### GIVEN TEXT:
━━━━━━━━━━

Trove Concepts Deep Dive
Deep dive on what a Trove is — isolated-position mental model, branch ring-fencing, and why CDP systems are designed this way
This page explains what a Trove is at the concept level, and why CDP systems use “position containers” instead of a single pooled margin account. It also maps Troves to familiar trading concepts like isolated margin (carefully, without pretending they are identical).
Not investment advice — This page explains mechanics and design trade-offs. It does not recommend any strategy or collateral ratio.
At a glance
A Trove is an on-chain position that bundles collateral and USDHN debt.
Your Trove is an isolated position: liquidation is determined by what’s inside that Trove, not by your wallet’s other assets.
Different collateral types can be separated into collateral branches with their own parameters (ring-fencing risk).
The key safety number is still CR, but the “isolated position” framing helps users reason about risk.
What a Trove actually is (mechanically)
At a high level, a Trove is a stateful on-chain “position record” that tracks:
what collateral you posted (amount + type, depending on branch)
how much USDHN you owe (principal + any accrued fees/interest)
a status/lifecycle (opened → adjusted → closed or liquidated)
which collateral branch parameters apply (minimum CR, fees, shutdown rules, etc.)
User-facing consequence:
you can add/withdraw collateral and mint/repay USDHN over time
to close, you must repay the full USDHN debt
Trove as an “isolated position” (mapping to isolated margin)
If you are familiar with exchange trading:
isolated margin means “this position has its own collateral; other balances are not automatically used to save it”
A Trove is similar in that sense:
each Trove’s liquidation risk is determined by its own collateral and its own debt
other assets in your wallet (or other Troves) are not automatically pulled in to prevent liquidation
Concept mapping table (not 1:1)

━━━━━━━━━━

### SOURCE DATA:
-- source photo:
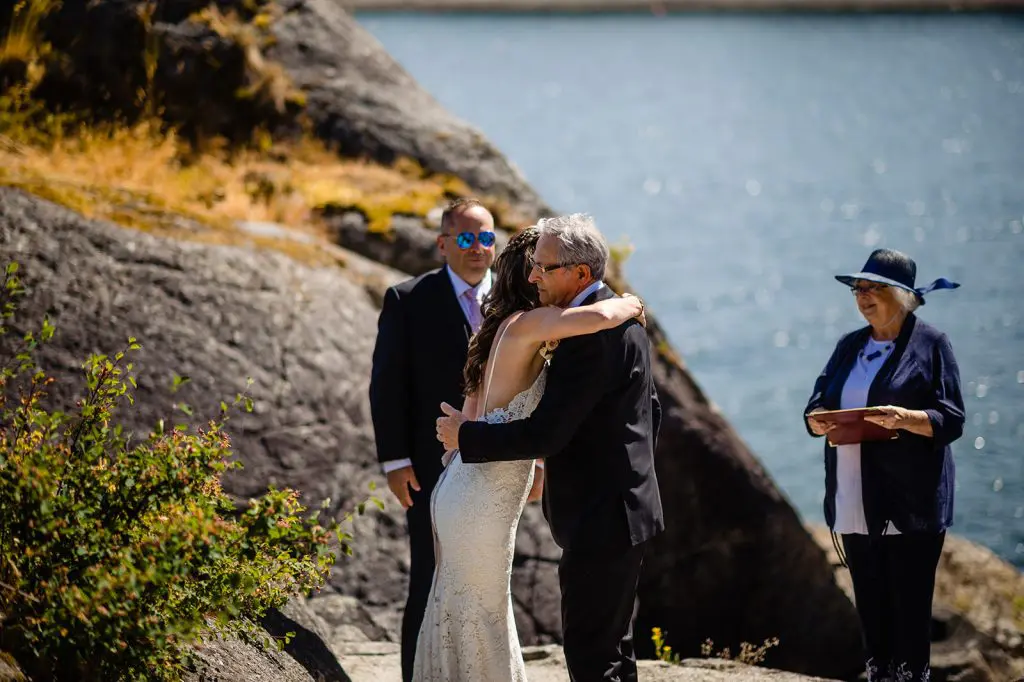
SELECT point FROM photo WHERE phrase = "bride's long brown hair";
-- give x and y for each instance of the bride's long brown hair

━━━━━━━━━━

### EXERCISE REQUIREMENTS:
(1) Duplicate the Trove concepts text between "Your Trove is" and "depending on branch)", inclusive.
(2) Continue the Trove concepts text from its last line.

### RESPONSES BY TASK:
(1)
Your Trove is an isolated position: liquidation is determined by what’s inside that Trove, not by your wallet’s other assets.
Different collateral types can be separated into collateral branches with their own parameters (ring-fencing risk).
The key safety number is still CR, but the “isolated position” framing helps users reason about risk.
What a Trove actually is (mechanically)
At a high level, a Trove is a stateful on-chain “position record” that tracks:
what collateral you posted (amount + type, depending on branch)

(2)
Isolated margin position
Trove
Trove mints a stable asset; it’s not a perp “position”
Maintenance margin
Minimum CR (MCR)
Defined per collateral branch; shown in UI (values differ by branch)
Liquidation price
UI liquidation price
Usually based on oracle price, not necessarily spot
Borrowed asset
Minted USDHN debt
You “owe USDHN units”; repayment cost depends on USDHN market price
Deleveraging
Repay USDHN / add collateral
Requires on-chain actions and can involve swaps/slippage
Why “not 1:1” matters — A Trove is not a derivatives position. It is a collateralized debt position. The mapping above is only to transfer intuition about risk isolation and liquidation thresholds.
Why design it this way? (advantages)
CDP systems use Troves because they make risk and integrations easier to reason about:
Risk is isolated per position: one risky position does not automatically drain your entire wallet.
You can run multiple risk profiles: e.g., one conservative Trove and one higher-risk Trove, without mixing them.
Parameters can be ring-fenced by collateral branch: different collateral types can have different minimum CRs, fees, and risk controls.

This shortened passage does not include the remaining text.